Task details: Copy the data below line for line without any alteration, omitting the pictures from your reproduction.
___ Data to use ___
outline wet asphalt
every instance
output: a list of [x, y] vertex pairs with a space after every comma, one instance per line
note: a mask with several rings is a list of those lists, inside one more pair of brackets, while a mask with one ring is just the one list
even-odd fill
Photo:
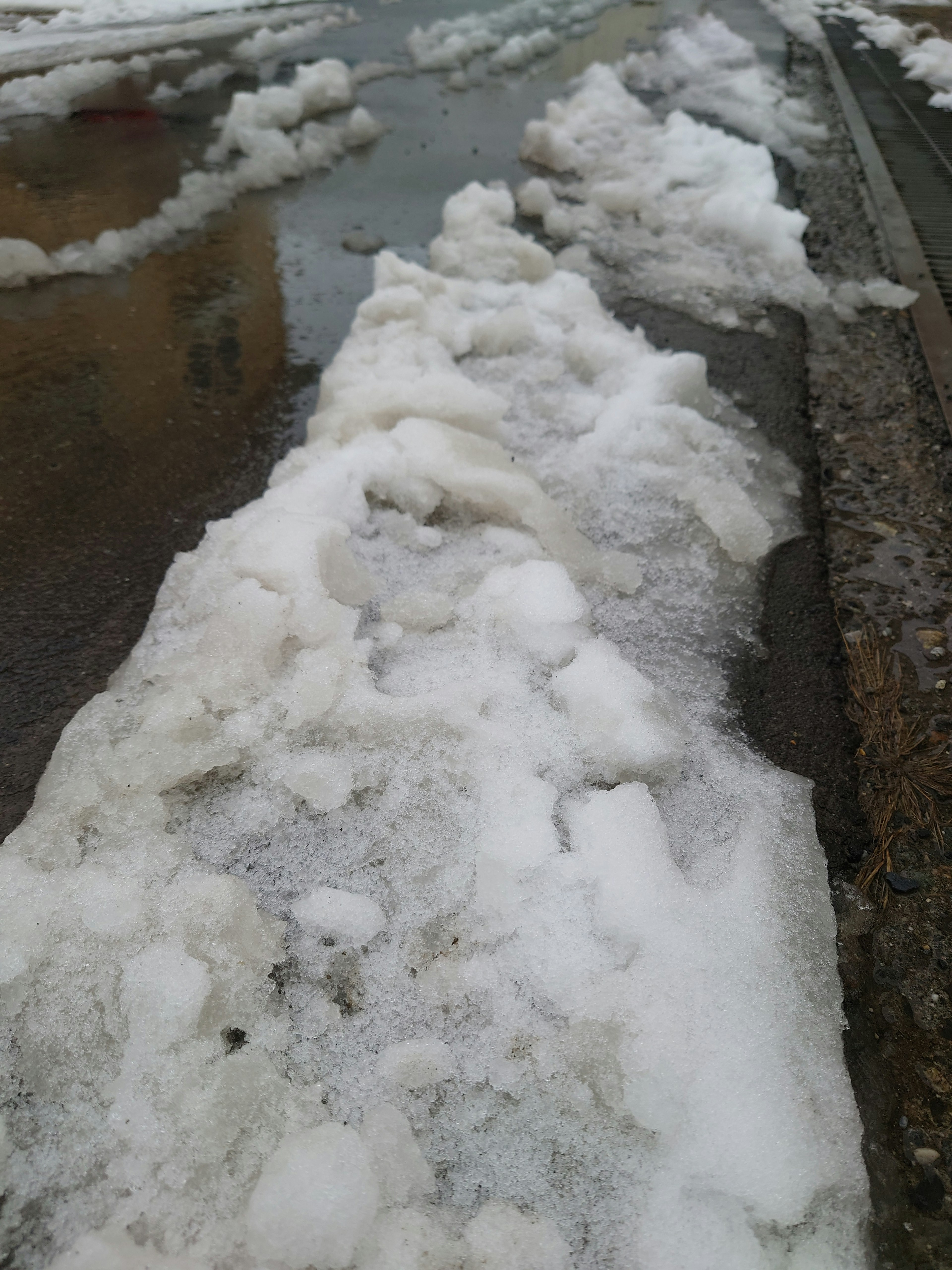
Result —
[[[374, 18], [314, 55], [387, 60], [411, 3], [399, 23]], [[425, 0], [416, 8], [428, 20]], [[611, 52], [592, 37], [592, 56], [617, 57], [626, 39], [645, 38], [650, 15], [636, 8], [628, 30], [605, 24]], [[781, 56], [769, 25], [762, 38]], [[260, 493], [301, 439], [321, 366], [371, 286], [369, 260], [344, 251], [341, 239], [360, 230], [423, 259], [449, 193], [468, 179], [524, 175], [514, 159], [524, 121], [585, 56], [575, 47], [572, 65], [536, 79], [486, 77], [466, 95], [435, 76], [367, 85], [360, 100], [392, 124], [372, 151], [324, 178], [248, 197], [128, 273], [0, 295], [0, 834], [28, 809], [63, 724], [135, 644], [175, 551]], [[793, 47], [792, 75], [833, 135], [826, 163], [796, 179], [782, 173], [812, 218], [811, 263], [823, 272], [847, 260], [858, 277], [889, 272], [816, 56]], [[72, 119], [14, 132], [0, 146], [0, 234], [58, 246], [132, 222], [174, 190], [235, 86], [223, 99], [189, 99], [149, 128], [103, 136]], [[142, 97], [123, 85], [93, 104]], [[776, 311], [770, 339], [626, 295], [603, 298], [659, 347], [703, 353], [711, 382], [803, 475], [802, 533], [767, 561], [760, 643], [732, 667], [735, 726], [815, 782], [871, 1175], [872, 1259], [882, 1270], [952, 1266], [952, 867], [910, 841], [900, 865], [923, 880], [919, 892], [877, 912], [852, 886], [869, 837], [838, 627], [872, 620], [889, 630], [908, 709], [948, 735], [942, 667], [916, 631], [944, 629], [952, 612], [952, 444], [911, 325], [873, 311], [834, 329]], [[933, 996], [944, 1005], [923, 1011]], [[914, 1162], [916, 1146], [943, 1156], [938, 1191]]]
___
Task answer:
outline wet asphalt
every instance
output: a list of [x, y] vertex pairs with a space after every comma, one instance per line
note: a mask with several rings is a list of those lists, inside one more pair of brackets, while a mask with one ring is just the one list
even-odd fill
Photo:
Result —
[[[374, 18], [314, 55], [387, 60], [411, 3], [399, 23]], [[425, 0], [416, 8], [428, 20]], [[611, 52], [592, 37], [592, 56], [617, 57], [626, 39], [645, 38], [650, 15], [636, 8], [628, 30], [605, 24]], [[781, 56], [769, 25], [762, 38]], [[260, 493], [301, 439], [321, 366], [371, 286], [369, 260], [344, 251], [341, 239], [360, 230], [423, 259], [449, 193], [468, 179], [524, 175], [514, 159], [524, 121], [585, 56], [575, 47], [572, 65], [536, 79], [486, 77], [466, 95], [435, 76], [367, 85], [360, 100], [392, 124], [372, 151], [324, 178], [248, 197], [128, 273], [0, 295], [0, 834], [28, 809], [63, 724], [135, 644], [175, 551]], [[793, 47], [792, 75], [833, 135], [826, 163], [796, 179], [782, 173], [812, 218], [811, 263], [823, 272], [847, 260], [858, 277], [889, 272], [816, 56]], [[72, 119], [14, 132], [0, 146], [0, 234], [58, 246], [132, 222], [174, 190], [235, 86], [223, 99], [189, 99], [149, 128], [103, 136]], [[142, 97], [123, 85], [93, 104]], [[776, 311], [770, 339], [626, 295], [603, 298], [659, 347], [703, 353], [711, 382], [803, 475], [802, 533], [767, 561], [760, 643], [732, 667], [735, 726], [815, 782], [871, 1175], [872, 1259], [882, 1270], [952, 1266], [952, 867], [910, 841], [900, 865], [923, 880], [919, 892], [877, 912], [852, 886], [869, 837], [838, 627], [872, 620], [889, 630], [908, 709], [948, 735], [942, 667], [916, 631], [944, 629], [952, 612], [952, 444], [911, 325], [873, 311], [834, 329]], [[933, 996], [944, 1005], [923, 1011]], [[914, 1162], [916, 1146], [943, 1156], [938, 1191]]]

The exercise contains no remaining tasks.